* _WRITTEN EXERCISE_:
Transcribe all of the material exactly.

[Part of a data file]
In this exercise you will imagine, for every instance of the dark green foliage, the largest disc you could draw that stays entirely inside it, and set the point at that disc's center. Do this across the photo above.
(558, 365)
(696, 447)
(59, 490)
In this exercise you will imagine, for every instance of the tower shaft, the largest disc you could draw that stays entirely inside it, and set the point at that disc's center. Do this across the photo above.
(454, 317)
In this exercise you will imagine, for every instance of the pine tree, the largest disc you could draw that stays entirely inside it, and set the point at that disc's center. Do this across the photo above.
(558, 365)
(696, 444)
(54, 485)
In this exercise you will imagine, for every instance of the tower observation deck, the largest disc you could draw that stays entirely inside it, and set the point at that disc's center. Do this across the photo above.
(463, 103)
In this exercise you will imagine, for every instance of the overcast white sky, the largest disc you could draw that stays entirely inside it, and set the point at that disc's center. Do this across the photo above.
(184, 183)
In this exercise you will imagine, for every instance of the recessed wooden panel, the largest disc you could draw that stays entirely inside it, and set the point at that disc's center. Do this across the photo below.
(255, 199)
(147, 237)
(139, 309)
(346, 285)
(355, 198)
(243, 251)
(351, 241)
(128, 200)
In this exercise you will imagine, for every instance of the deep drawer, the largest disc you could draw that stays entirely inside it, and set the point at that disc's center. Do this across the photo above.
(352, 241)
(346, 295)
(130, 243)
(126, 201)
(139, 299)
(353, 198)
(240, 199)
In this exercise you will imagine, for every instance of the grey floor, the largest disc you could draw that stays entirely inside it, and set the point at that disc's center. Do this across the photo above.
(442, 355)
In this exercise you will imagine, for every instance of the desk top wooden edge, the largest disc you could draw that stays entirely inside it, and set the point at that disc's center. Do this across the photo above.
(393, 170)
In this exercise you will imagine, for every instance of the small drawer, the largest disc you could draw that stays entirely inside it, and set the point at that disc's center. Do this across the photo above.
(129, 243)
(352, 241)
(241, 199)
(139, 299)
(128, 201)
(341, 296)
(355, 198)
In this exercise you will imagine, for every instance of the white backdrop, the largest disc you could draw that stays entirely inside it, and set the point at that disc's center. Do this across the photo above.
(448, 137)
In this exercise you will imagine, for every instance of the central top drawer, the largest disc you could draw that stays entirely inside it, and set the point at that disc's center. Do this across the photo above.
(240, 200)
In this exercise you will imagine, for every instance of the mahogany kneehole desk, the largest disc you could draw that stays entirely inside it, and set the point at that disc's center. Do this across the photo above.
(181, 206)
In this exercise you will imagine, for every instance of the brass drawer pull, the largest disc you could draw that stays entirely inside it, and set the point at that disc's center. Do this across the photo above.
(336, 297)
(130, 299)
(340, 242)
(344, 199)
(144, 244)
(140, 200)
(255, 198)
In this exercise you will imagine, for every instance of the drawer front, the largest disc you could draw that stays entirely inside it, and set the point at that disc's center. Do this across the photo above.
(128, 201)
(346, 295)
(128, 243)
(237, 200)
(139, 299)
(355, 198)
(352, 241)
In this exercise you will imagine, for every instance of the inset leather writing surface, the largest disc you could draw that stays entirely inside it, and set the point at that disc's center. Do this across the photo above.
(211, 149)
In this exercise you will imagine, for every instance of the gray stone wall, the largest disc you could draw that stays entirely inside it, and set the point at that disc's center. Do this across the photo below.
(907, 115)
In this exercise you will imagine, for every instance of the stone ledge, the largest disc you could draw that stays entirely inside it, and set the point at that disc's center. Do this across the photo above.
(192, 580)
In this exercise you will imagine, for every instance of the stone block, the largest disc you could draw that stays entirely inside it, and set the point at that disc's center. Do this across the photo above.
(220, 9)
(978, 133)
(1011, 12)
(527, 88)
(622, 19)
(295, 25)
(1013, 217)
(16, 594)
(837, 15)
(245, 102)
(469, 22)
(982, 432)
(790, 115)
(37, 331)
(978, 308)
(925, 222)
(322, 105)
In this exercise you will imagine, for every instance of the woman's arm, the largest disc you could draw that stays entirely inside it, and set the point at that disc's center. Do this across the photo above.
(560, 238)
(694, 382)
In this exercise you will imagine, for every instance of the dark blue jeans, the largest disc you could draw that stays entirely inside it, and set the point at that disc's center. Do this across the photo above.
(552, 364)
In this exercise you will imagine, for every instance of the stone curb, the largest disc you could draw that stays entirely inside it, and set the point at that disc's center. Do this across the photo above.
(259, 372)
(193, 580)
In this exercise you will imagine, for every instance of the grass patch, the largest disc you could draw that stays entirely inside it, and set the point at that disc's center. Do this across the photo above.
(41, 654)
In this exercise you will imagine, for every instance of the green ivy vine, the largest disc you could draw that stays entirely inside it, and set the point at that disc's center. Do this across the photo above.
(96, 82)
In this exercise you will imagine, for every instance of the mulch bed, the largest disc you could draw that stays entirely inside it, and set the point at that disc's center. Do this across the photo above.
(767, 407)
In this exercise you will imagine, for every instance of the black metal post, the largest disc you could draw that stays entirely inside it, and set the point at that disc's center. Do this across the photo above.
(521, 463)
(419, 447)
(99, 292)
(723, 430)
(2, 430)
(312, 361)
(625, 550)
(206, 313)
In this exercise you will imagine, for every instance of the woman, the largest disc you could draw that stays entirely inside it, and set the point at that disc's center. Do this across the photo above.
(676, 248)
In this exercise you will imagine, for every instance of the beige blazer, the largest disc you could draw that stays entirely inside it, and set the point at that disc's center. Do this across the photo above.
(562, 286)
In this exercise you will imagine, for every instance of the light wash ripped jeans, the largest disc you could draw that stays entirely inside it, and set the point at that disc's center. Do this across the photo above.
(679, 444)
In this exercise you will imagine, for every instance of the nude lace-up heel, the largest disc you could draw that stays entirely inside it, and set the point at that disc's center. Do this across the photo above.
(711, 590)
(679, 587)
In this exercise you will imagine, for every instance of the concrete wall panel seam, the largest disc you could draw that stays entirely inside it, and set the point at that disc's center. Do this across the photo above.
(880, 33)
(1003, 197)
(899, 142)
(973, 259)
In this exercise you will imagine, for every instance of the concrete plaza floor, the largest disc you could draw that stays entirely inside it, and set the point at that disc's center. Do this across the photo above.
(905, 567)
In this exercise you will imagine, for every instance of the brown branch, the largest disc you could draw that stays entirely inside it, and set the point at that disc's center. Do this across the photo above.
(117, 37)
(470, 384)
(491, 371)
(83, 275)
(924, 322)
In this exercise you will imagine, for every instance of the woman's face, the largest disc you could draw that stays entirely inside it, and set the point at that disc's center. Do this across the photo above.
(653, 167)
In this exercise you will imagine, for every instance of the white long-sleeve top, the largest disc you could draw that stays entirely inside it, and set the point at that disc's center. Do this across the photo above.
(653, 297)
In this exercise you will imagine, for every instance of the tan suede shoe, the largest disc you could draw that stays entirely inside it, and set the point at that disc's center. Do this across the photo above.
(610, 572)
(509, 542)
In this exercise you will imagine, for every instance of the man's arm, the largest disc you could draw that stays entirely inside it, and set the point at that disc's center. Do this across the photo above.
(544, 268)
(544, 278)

* _OUTPUT_:
In this exercise you will imagine, for every instance of the dark green foliage, the largest disc you could draw that stays entirely inside it, and set the point at that disc's center. Do this across the photo above.
(558, 365)
(696, 447)
(59, 490)
In this exercise you will imagine, for every instance of the tower shaft, the largest disc you could draw that stays entirely inside it, and set the point at that disc's center. Do this across the photo above.
(454, 317)
In this exercise you will imagine, for every instance of the pine tree, the largest disc you could draw that stays entirely inside it, and set the point at that disc's center. Do this across the photo above.
(558, 365)
(696, 444)
(54, 485)
In this exercise you will imagine, for every instance of the tower observation deck, the largest disc you could draw that stays entirely inside it, and set the point at that disc's center. Do this across the photo above.
(463, 103)
In this exercise you will imagine, for every instance of the overcast white sky, the largest disc you could draw that stays entirely inside it, and set the point at that disc's center. Do this across the photo above.
(184, 183)
In this exercise you will imagine, for every instance of the recessed wooden panel, the largest disc you could draw that stays entirely inside it, and set the point at that disc's center. Do this across the photo below.
(255, 199)
(147, 237)
(139, 309)
(346, 285)
(355, 198)
(243, 251)
(351, 241)
(128, 200)
In this exercise you will imagine, for every instance of the deep drawer, the largest disc you could draw that stays entirely inside it, and set the point at that disc's center. Do this across the photo above.
(352, 241)
(346, 295)
(130, 243)
(126, 201)
(139, 299)
(353, 198)
(240, 199)
In this exercise you will imagine, for every instance of the grey floor, the largest disc you could draw that stays entirely inside it, and set the point at that disc's center. Do this across the photo above.
(442, 355)
In this exercise you will imagine, for every instance of the desk top wooden edge, the largest disc you could draw that stays entirely inside it, and set the point at that disc's center. Do this across the photo above.
(393, 170)
In this exercise you will imagine, for every instance of the small drawer, the largest disc you could draw that stays entirely inside it, and set the point at that disc's center. Do this across the photo above.
(129, 243)
(352, 241)
(241, 199)
(139, 299)
(128, 201)
(341, 296)
(355, 198)
In this exercise you will imagine, for every instance of the white backdrop, the largest disc you could draw that stays entirely inside it, and set the point at that disc's center. Do this across the photo above.
(448, 137)
In this exercise you will imagine, for every instance of the central top drawer, the largest disc you could draw that stays entirely inside it, and set the point at that disc's center. Do this across the photo above.
(240, 200)
In this exercise you will imagine, for every instance of the mahogany kneehole desk, the largest disc you could draw that stays entirely inside it, and set the point at that disc's center. Do this across the photo above.
(181, 206)
In this exercise you will imagine, for every instance of the brass drawer pull, the largest disc you could draw that stays entirely inside it, and set the point at that disc's center. Do this across the photo above.
(336, 297)
(130, 299)
(340, 242)
(344, 199)
(144, 244)
(140, 200)
(255, 198)
In this exercise you will imagine, for every instance of the drawer front, the largest disc you could draw that stays entirely inside it, and set the point at that disc's center. Do this across the photo above.
(128, 201)
(346, 295)
(128, 243)
(237, 200)
(139, 299)
(355, 198)
(352, 241)
In this exercise you will imagine, for every instance of the inset leather writing surface, the largest disc you could draw that stays entirely inside it, and set the point at that disc's center. Do this across the photo above.
(211, 149)
In this exercise you will imagine, for every instance of the gray stone wall, the largest disc you could draw that stays entirely inside it, and set the point at that disc's center. Do this across the photo below.
(907, 115)
In this exercise you will imagine, for every instance of the stone ledge, the largest disc you could draw that stays entirely inside it, and set the point at that disc's center. Do this across the photo above.
(192, 580)
In this exercise you will imagine, for every instance of the stone block, the largest disc you could draw that stays entirely inside it, and set the point at that disc's center. Do this across the photo above.
(220, 9)
(978, 133)
(1011, 12)
(527, 88)
(622, 19)
(295, 25)
(1013, 217)
(16, 594)
(837, 15)
(245, 102)
(469, 22)
(982, 432)
(790, 115)
(37, 331)
(978, 308)
(925, 222)
(322, 105)
In this exercise you will imagine, for every instance of the woman's arm, the largest disc you could draw that stays entirely inside it, and set the point at that disc's center. Do this across the photo above.
(560, 238)
(694, 382)
In this exercise you will imagine, for every instance of the dark blue jeans, the largest disc you could draw that stays entirely inside it, and set the point at that disc's center. Do this across the photo above.
(552, 364)
In this exercise you will imagine, for every instance of the stone curb, the largest disc you could draw that stays entirely inside it, and set the point at that disc's center. Do this across the photo above.
(259, 372)
(193, 580)
In this exercise you will imagine, for every instance of the grass patch, the largest disc you could draw that stays entirely inside it, and set the point at that disc's center. Do this across the photo above.
(41, 654)
In this exercise you will imagine, for every instance of the green ivy vine, the largest disc you could draw that stays entirely inside it, and set the point at that disc's center. Do this across the photo above.
(96, 82)
In this exercise you will imagine, for every instance of the mulch bed, the largest disc you could draw that stays entirely inside it, and set the point at that disc's center. Do this across the photo above.
(767, 407)
In this exercise you will imagine, for every instance of the black metal post, the largest disc you could draw that stays entirely inside it, and set the point at that disc's center. Do this across the photo above.
(521, 463)
(419, 447)
(99, 292)
(723, 430)
(2, 430)
(312, 361)
(625, 550)
(206, 313)
In this exercise you will imagine, for every instance of the woman, the largest disc you could draw that stays entirely inside it, and set the point at that disc's center. Do this across the photo above.
(676, 248)
In this exercise you will imagine, for every instance of the beige blazer, the largest disc you could draw that stays entirely inside it, and set the point at that disc's center. Do this across the photo above.
(562, 286)
In this exercise you will imagine, for every instance of the light wash ripped jeans, the largest disc you could draw that stays entirely inside it, and set the point at that disc's center. Do this across the photo above.
(679, 444)
In this exercise you will imagine, for every instance of the nude lace-up heel, the largest disc you could draw that stays entirely inside it, and set the point at that disc's center. Do this across the photo above.
(711, 590)
(679, 587)
In this exercise you will imagine, for every instance of the concrete wall panel seam, the largest disc you could draw that stays entirely inside it, and set the point at that disc's center. Do this across the photo above.
(880, 33)
(1003, 197)
(899, 142)
(973, 259)
In this exercise you will imagine, for every instance of the concrete plaza floor, the largest disc you could draw that stays entirely inside it, and set the point at that disc's center. Do this across the photo above.
(905, 567)
In this exercise you will imagine, for every instance of the brown branch, the largest disc you could draw that stays entirely inside it, and set the point at that disc's center. Do this across the photo above.
(117, 37)
(470, 384)
(491, 371)
(83, 275)
(924, 322)
In this exercise you will imagine, for every instance of the woman's face, the largest disc you could draw that stays entirely inside it, and set the point at that disc's center. Do this across the photo above.
(653, 167)
In this exercise you will imagine, for every instance of the white long-sleeve top, the largest disc you could draw that stays entirely inside it, and set the point at that disc's center. Do this across the photo above.
(653, 297)
In this exercise you will imagine, for every instance of the tan suede shoe, the largest disc you could draw that stays entirely inside it, and set the point at that disc's center. Do this across the photo above.
(610, 572)
(509, 542)
In this exercise you will imagine, for every instance of the man's arm, the largest disc you could draw that stays entirely inside it, and set the point at that disc's center. Do this across the photo above.
(544, 268)
(544, 278)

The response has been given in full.